Hbase入门整理
Posted master-dragon
tags:
篇首语:本文由小常识网(cha138.com)小编为大家整理,主要介绍了Hbase入门整理相关的知识,希望对你有一定的参考价值。
目录
hbase 安装
- 配置文件
conf/hbase-env.sh
export JAVA_HOME=/Library/Java/JavaVirtualMachines/jdk1.8.0_171.jdk/Contents/Home
export HBASE_CLASSPATH=/Users/mubi/hadoop/hbase-2.2.6/conf
export HBASE_MANAGES_ZK=true
- 配置文件
hbase-site.xml
<property>
<name>hbase.rootdir</name>
<value>file:////Users/mubi/hadoop/data/hbase</value>
</property>
//或者
<property>
<name>hbase.rootdir</name>
<value>hdfs://localhost:9000/hbase</value>
</property>
- 环境变量
export HBASE_HOME=/Users/mubi/hadoop/hbase-2.2.6
export PATH=$PATH:$HBASE_HOME/bin
https://hbase.apache.org/book.html#datamodel
- 命令
./bin/start-hbase.sh
./bin/stop-hbase.sh
hbase shell
- 正常启动
mubi@mubideMacBook-Pro hbase-2.2.6 $ hbase shell
SLF4J: Class path contains multiple SLF4J bindings.

* [材料]

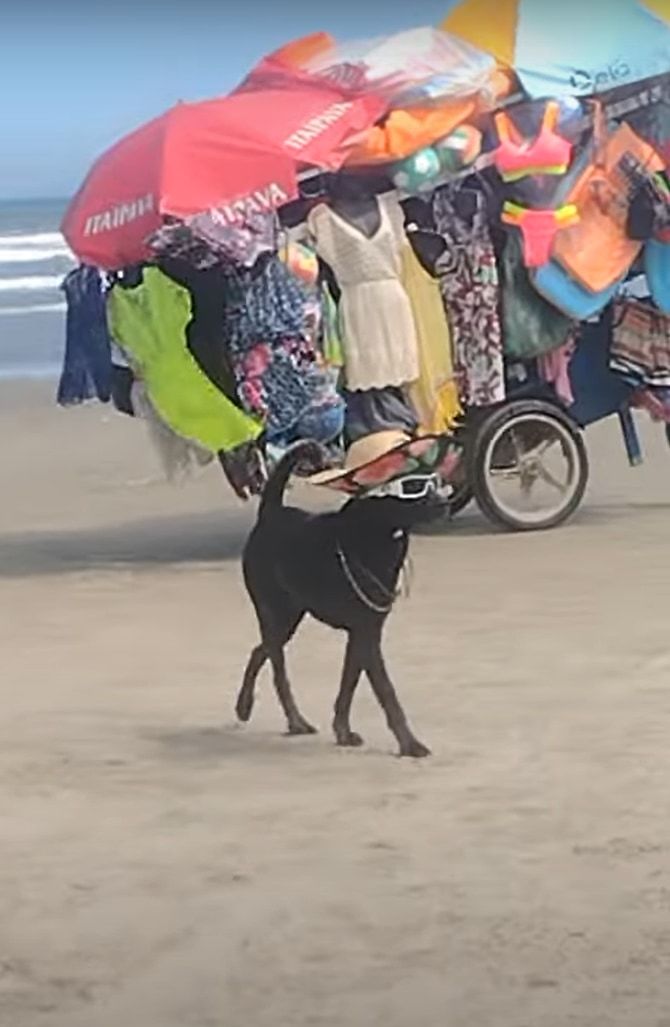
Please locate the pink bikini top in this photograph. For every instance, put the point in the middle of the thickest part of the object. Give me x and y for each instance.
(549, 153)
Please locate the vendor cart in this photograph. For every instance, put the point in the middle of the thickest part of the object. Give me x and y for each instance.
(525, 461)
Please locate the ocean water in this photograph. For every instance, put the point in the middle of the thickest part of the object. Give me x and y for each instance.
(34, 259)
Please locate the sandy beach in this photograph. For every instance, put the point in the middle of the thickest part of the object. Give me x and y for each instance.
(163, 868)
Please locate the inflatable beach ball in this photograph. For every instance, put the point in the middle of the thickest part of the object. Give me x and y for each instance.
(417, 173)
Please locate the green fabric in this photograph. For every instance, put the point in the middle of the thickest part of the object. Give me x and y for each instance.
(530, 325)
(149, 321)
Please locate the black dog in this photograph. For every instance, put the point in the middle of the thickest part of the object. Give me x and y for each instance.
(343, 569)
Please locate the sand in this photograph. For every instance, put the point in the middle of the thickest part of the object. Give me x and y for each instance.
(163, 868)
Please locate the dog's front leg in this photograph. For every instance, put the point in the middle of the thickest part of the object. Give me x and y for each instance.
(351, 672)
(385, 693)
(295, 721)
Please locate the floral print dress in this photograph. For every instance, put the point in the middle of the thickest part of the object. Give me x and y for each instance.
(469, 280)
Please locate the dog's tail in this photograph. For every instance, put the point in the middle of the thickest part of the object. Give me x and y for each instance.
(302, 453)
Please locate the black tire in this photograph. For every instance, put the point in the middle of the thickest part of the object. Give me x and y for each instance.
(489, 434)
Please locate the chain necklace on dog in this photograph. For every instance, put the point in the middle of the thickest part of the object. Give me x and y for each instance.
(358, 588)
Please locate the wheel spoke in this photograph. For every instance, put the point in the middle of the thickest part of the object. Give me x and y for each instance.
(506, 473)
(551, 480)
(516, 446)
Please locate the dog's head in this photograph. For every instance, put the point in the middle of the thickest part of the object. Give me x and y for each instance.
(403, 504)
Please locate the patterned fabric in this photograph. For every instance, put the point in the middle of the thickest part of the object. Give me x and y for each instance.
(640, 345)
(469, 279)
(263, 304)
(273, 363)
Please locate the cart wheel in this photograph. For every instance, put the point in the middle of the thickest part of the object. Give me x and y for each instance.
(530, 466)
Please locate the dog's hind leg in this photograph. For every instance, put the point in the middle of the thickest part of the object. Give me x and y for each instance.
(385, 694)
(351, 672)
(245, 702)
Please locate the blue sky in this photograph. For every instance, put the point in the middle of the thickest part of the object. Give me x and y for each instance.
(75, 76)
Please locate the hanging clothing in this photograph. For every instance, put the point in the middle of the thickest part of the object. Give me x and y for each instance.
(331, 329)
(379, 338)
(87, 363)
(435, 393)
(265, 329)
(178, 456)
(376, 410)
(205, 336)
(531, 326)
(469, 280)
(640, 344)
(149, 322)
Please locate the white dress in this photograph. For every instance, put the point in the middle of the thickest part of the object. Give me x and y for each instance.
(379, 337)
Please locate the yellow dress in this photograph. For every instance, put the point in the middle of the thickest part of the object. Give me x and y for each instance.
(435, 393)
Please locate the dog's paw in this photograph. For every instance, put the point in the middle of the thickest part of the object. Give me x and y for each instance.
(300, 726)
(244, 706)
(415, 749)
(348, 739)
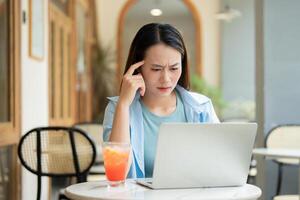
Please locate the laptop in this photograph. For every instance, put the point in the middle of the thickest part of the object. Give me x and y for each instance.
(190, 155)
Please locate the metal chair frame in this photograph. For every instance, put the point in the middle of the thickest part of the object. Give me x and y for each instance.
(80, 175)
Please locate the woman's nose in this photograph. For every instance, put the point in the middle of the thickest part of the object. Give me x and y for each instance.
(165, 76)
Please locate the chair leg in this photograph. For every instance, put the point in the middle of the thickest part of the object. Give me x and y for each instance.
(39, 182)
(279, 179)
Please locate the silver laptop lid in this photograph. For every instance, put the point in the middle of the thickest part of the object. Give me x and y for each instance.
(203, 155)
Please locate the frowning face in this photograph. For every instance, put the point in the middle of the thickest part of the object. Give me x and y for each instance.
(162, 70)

---

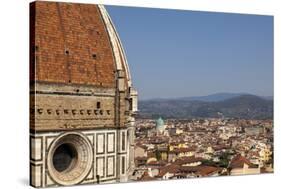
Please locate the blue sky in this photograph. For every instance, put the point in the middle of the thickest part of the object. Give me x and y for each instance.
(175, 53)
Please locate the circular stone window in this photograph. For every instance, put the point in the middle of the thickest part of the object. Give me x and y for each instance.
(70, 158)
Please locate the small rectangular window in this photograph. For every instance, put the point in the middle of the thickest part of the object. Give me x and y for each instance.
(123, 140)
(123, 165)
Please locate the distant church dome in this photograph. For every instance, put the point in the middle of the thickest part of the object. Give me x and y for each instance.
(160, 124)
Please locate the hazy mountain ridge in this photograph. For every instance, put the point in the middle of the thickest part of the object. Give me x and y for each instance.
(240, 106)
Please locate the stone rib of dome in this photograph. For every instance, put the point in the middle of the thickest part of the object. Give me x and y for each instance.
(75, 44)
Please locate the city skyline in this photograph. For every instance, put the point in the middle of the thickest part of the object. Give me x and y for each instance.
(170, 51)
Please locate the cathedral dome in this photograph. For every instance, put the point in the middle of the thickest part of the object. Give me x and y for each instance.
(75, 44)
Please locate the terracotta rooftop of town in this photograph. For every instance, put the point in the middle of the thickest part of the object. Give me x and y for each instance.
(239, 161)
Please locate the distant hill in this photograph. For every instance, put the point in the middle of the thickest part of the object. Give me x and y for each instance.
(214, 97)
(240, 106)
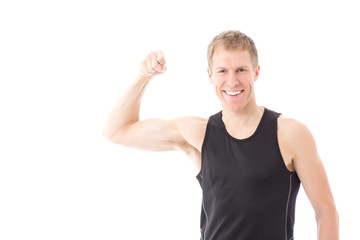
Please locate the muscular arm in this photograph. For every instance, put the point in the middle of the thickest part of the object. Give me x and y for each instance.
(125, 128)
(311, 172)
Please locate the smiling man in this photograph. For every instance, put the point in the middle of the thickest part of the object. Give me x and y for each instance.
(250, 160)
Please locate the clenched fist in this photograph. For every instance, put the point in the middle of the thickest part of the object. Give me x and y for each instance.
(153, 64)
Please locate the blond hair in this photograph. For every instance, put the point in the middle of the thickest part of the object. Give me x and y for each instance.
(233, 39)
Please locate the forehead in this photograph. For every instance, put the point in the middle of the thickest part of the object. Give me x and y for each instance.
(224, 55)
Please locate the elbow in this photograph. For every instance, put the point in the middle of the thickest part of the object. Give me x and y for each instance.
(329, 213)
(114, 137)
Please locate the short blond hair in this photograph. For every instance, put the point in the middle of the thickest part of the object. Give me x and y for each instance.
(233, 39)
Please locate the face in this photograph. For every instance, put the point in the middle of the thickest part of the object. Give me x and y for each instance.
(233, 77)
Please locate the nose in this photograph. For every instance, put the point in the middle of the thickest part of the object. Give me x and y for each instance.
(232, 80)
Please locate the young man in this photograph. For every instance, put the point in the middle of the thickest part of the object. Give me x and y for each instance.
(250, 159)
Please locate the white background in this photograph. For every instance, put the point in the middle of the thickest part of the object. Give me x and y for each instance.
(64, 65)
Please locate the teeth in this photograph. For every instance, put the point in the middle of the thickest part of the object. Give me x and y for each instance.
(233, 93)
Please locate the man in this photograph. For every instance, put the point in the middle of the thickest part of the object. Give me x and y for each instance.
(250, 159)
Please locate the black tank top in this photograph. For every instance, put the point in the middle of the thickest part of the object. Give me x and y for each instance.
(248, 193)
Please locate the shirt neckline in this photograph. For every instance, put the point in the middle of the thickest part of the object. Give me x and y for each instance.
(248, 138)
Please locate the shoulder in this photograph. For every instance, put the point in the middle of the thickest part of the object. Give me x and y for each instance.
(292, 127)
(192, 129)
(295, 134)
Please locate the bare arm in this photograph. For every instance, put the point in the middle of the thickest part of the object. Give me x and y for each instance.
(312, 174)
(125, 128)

* [题目]
请根据文本节选回答以下问题：
1. 在 conf/hbase-env.sh 中，HBASE_MANAGES_ZK 被设置为什么值？
2. hbase-site.xml 中为 hbase.rootdir 给出了哪两种取值？
3. 启动 HBase 所用的命令是什么？

* [答复]
1. true
2. file:////Users/mubi/hadoop/data/hbase 和 hdfs://localhost:9000/hbase
3. ./bin/start-hbase.sh